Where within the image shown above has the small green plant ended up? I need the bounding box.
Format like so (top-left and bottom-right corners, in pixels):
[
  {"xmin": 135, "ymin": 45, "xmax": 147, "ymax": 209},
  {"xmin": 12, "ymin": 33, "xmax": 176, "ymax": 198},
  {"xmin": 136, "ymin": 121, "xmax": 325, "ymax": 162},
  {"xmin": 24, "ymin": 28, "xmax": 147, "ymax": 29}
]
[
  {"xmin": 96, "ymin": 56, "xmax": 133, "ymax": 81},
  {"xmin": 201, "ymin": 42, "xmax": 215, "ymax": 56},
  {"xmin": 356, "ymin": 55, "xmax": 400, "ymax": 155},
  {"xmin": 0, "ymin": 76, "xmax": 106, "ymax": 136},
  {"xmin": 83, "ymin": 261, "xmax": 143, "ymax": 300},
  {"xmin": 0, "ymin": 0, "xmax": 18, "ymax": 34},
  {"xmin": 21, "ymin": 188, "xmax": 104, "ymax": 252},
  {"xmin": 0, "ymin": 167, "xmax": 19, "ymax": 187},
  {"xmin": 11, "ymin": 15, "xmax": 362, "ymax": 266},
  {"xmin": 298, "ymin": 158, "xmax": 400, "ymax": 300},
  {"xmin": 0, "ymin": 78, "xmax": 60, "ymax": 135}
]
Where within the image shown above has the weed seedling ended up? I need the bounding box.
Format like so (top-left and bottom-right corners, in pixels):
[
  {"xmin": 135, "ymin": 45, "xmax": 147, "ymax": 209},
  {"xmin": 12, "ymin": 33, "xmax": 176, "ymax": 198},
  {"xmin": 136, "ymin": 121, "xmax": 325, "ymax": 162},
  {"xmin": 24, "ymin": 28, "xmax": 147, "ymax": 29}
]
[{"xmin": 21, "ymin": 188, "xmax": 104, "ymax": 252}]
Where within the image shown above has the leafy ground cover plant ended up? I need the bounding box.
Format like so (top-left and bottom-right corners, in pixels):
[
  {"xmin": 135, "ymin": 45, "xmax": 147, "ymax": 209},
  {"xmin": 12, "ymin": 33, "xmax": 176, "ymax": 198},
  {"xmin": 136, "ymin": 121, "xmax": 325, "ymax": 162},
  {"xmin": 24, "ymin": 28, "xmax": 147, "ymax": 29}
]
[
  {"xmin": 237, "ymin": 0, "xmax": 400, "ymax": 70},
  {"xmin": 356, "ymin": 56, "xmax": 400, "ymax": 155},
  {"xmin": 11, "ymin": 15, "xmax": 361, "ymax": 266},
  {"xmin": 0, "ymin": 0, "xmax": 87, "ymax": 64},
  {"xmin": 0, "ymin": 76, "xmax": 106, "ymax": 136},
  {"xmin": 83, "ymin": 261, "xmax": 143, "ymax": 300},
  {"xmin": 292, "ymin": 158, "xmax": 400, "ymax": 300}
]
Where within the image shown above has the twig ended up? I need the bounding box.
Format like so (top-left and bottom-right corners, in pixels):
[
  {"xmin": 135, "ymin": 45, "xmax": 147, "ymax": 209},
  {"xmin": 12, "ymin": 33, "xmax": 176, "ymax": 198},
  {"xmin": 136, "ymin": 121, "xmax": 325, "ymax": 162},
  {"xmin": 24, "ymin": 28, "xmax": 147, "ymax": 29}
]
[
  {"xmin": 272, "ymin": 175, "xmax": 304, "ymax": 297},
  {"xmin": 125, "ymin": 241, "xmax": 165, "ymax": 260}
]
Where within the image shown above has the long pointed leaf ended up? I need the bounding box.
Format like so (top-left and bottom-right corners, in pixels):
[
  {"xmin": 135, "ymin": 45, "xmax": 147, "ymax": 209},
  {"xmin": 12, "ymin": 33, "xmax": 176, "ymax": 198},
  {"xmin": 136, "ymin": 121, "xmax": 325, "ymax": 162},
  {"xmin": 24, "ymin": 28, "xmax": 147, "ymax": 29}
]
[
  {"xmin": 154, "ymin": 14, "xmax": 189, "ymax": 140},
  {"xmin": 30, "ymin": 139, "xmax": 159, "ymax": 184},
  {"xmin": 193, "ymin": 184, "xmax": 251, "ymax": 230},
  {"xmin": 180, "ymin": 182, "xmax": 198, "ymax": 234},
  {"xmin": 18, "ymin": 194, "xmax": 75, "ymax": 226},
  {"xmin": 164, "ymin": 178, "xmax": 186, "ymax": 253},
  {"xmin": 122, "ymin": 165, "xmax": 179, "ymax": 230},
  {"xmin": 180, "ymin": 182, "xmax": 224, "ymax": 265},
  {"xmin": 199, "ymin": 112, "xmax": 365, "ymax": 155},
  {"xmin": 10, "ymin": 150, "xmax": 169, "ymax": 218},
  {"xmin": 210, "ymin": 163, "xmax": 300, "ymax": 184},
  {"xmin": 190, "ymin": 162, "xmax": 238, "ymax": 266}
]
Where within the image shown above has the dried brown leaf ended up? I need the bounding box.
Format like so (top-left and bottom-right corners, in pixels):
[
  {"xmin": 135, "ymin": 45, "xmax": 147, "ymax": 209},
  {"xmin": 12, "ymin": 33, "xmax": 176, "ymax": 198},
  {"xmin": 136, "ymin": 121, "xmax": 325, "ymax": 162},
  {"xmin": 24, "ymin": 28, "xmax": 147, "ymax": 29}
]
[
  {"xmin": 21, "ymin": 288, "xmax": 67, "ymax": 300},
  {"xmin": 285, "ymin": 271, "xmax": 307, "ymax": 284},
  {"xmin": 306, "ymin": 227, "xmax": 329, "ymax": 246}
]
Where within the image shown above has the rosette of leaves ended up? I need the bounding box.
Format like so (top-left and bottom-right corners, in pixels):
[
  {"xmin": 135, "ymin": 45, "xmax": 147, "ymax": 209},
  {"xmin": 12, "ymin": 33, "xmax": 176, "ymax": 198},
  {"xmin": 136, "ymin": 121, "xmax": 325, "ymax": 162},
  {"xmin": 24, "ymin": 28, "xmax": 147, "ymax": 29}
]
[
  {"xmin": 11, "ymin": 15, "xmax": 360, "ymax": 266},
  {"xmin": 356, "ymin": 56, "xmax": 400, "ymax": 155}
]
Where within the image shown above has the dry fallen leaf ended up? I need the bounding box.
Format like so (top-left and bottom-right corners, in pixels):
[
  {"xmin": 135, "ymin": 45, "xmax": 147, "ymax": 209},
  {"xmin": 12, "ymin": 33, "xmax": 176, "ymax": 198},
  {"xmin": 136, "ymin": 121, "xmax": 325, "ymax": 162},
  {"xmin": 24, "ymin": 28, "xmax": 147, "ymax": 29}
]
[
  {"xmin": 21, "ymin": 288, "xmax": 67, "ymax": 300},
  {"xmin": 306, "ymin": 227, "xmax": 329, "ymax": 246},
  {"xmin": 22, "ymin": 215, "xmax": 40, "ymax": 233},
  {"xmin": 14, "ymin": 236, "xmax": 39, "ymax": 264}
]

====================

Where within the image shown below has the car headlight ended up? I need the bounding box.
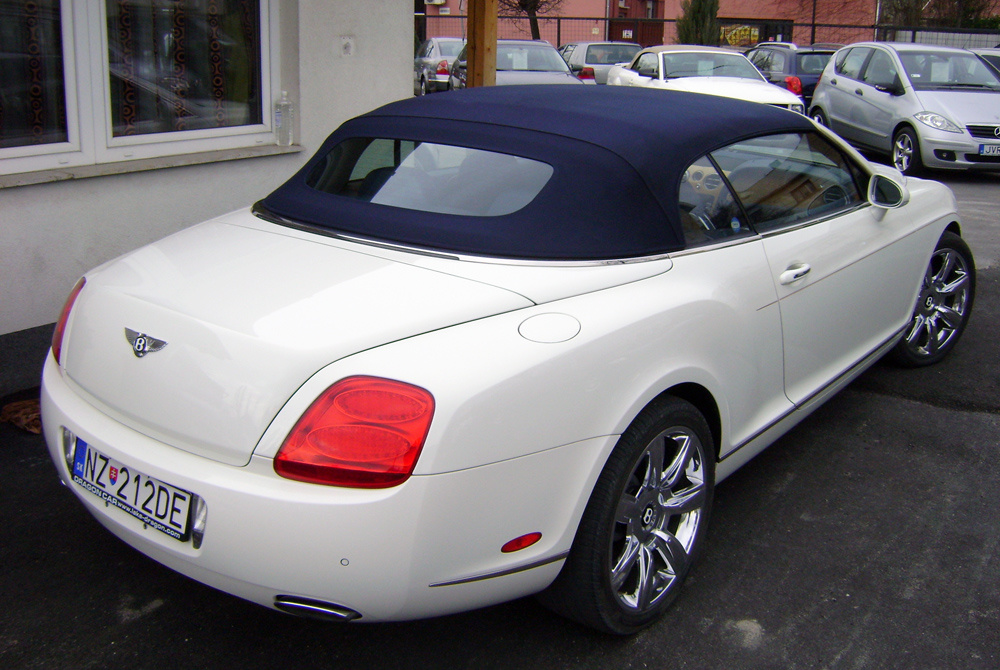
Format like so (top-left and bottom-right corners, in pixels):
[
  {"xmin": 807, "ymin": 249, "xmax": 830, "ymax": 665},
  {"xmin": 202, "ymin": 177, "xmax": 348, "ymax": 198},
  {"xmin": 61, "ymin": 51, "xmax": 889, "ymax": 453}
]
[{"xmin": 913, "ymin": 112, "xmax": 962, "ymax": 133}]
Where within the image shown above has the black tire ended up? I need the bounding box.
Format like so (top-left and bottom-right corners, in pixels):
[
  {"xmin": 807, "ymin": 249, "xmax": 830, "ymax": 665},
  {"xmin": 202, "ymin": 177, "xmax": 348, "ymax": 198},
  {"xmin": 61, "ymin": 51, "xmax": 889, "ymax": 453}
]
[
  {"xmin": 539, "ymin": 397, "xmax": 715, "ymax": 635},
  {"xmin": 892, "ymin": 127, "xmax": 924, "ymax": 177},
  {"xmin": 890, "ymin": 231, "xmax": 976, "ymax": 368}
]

====================

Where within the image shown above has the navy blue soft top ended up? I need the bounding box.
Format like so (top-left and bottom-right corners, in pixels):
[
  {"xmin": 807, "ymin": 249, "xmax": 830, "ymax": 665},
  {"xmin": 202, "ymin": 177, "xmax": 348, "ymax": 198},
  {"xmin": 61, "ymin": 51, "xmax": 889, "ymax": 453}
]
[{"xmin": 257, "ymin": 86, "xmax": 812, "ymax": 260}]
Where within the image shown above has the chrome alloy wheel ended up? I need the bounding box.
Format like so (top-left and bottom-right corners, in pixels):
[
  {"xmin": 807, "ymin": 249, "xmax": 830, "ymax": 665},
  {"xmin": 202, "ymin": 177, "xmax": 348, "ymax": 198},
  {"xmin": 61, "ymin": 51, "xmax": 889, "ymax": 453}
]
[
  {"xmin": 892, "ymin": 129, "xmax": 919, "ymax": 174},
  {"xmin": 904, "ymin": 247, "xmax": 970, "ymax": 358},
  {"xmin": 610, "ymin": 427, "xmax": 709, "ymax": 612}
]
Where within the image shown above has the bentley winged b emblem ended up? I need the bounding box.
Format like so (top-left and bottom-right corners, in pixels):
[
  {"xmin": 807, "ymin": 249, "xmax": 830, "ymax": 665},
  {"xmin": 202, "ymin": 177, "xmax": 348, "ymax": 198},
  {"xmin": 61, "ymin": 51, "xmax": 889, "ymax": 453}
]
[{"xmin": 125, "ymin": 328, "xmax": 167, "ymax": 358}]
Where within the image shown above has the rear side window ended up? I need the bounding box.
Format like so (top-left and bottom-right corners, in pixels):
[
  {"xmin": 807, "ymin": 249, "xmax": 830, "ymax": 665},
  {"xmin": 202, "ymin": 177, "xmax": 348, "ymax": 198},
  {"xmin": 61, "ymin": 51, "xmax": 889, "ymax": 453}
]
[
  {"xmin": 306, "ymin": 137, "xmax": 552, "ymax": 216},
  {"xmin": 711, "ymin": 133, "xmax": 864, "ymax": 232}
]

====================

▶ _Exercise prompt_
Pick out and copy every line in the entries above that contains the word "plant", treating uppercase and lowercase as different.

▶ _Output for this task_
Where within the image shown above has the small green plant ended up? I need the bounding box.
Where within the image shown above has the leafy ground cover plant ended up? I need the bounding box.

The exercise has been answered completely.